═════ FRAGMENTO PROPUESTO ═════
El truco es sencillo: el dictador palabrista, bucanero de la palabra engañosa, usa las libertades para exaltar las pasiones de la gente dormida, de la que vive sin conciencia política, esclava de sus deseos elementales como la sexualidad, el comer y la cólera, para ello manipula sus prejuicios y los adormece más, como lo hiciera un hipnotizador, confundiendo las cosas: a lo malo le dice bueno y a lo bueno, malo, dividiendo al meter en la canasta de “pueblo” solo a los que le son fieles y a los que no, satanizándolos con un lenguaje agresivo, confrontacionista, nunca racional ni sereno, oponiendo a los nacionales con los extranjeros, confundiendo sus expectativas con la realidad, actuando no como quien ganó una elección para gobernar democrática y respetuosamente para todos –como haría un liberal- sino siempre tratando de imponerse aunque pare ello pisotee la ley y haga sufrir a la gente, de esa que en su ignorancia lame la coyunta que le uncieron al pescuezo para dirigirlo y explotarla.
Pocas palabras hay más usadas por distintas retóricas que la de “pueblo”. Su sentido es tan variado que las ciencias sociales le tienen poco aprecio prefiriendo hablar de sociedad, de clases sociales o de comunidad.
Como se sabe, el significado de una palabra depende de su uso. Quienes más usan positivamente y sinceramente la palabra “pueblo” son aquellos que se interesan por la situación de las clases subalternas: el “pueblo”.
Conviene analizar un poco el contenido de “pueblo”, sobre todo para que sirva a aquellos que se sienten excluidos de la sociedad, víctimas de alguna forma de dominación y esclavitud, lastimados en su dignidad como personas humanas y quieren ser “pueblo”.
═════
# [EJERCICIOS]
• a. Enumera los términos que, según el fragmento sobre la palabra «pueblo», prefieren usar las ciencias sociales.
• b. Prosigue el fragmento sobre la palabra «pueblo» a partir de su última oración.
Las líneas no intervienen en nada de esto.
═════ MATERIAL DADO ═════
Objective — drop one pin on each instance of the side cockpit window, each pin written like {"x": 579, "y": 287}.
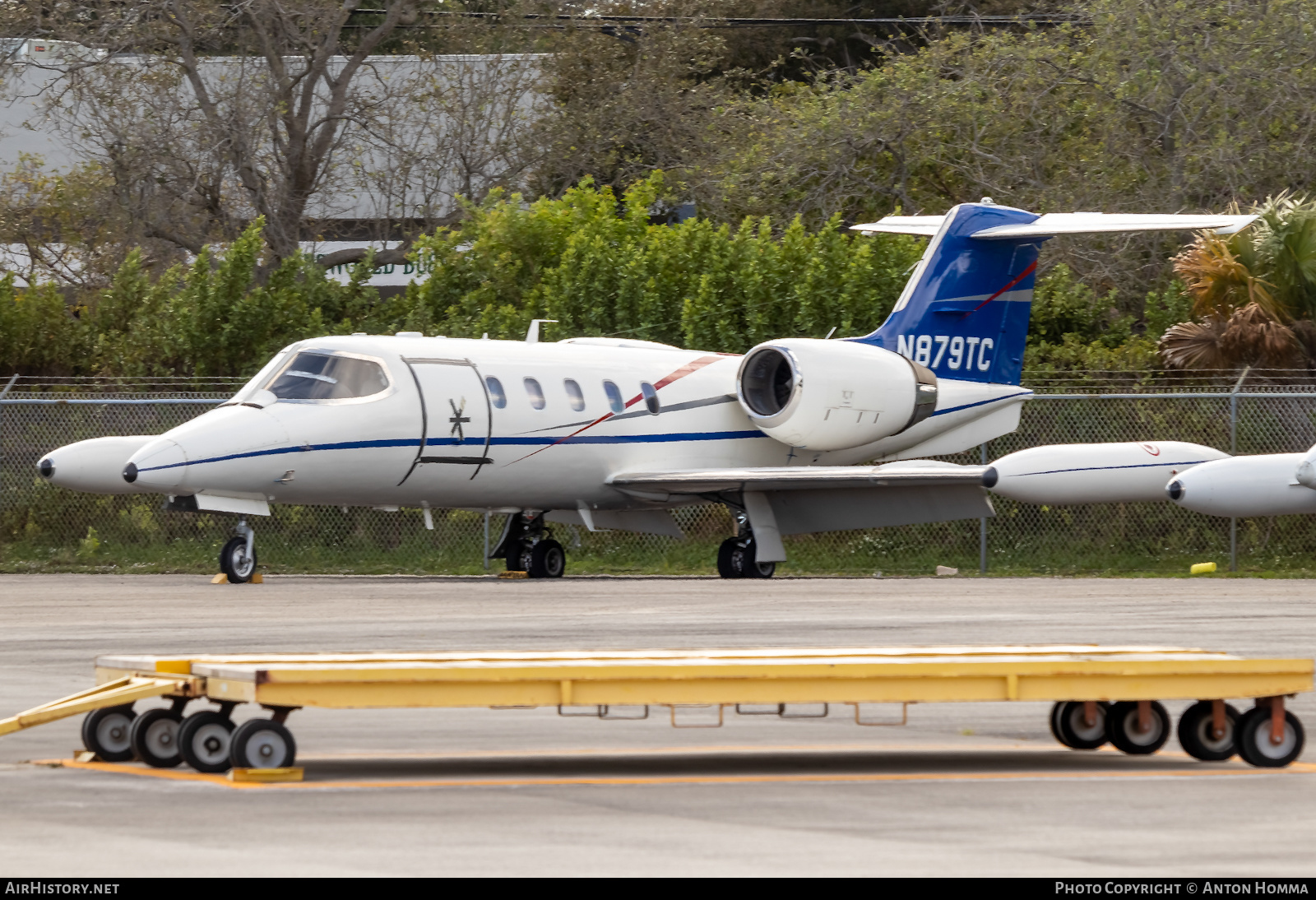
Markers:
{"x": 324, "y": 377}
═════
# [RESPUESTAS ESPERADAS]
• a. sociedad, clases sociales, comunidad

• b.
El primer sentido filosófico-social de “pueblo” tiene sus raíces en el pensamiento clásico de la antigüedad. Ya Cicerón y después San Agustín y Tomás de Aquino afirmaban que “pueblo no es cualquier reunión de hombres de cualquier modo, es la reunión de una multitud en torno al consenso del derecho y de los intereses comunes”. Se entiende entonces que pueblo es el que se reúne a platicar de política, aceptando que corresponde al Estado, es decir a la política, armonizar los distintos intereses de todos los reunidos.
Un segundo sentido de “pueblo” lo ofrece la antropología: es la población que pertenece a la misma cultura y habita un determinado territorio. Tantas culturas, tantos pueblos. Este sentido es atinado porque distingue un pueblo de otro: un regio de un tapatío, un irapuatense de un piedadense. Pero ese concepto de “pueblo” oculta las diferencias y hasta las contradicciones internas: tanto pertenece al “pueblo” un latifundista moderno como el peón pobre, tanto el empresario monopolista como el dueño de un changarro.
En el Estado moderno el poder solo se legitima si está enraizado en el “pueblo”. Por eso la Constitución dice que el poder emana del pueblo y debe ejercerse en su nombre.
Un tercer sentido de la palabra “pueblo” es clave para la política. Política es, en general, la búsqueda común del bien común o, en sentido específico, la actividad que busca el poder del Estado para administrar a partir de él a la sociedad.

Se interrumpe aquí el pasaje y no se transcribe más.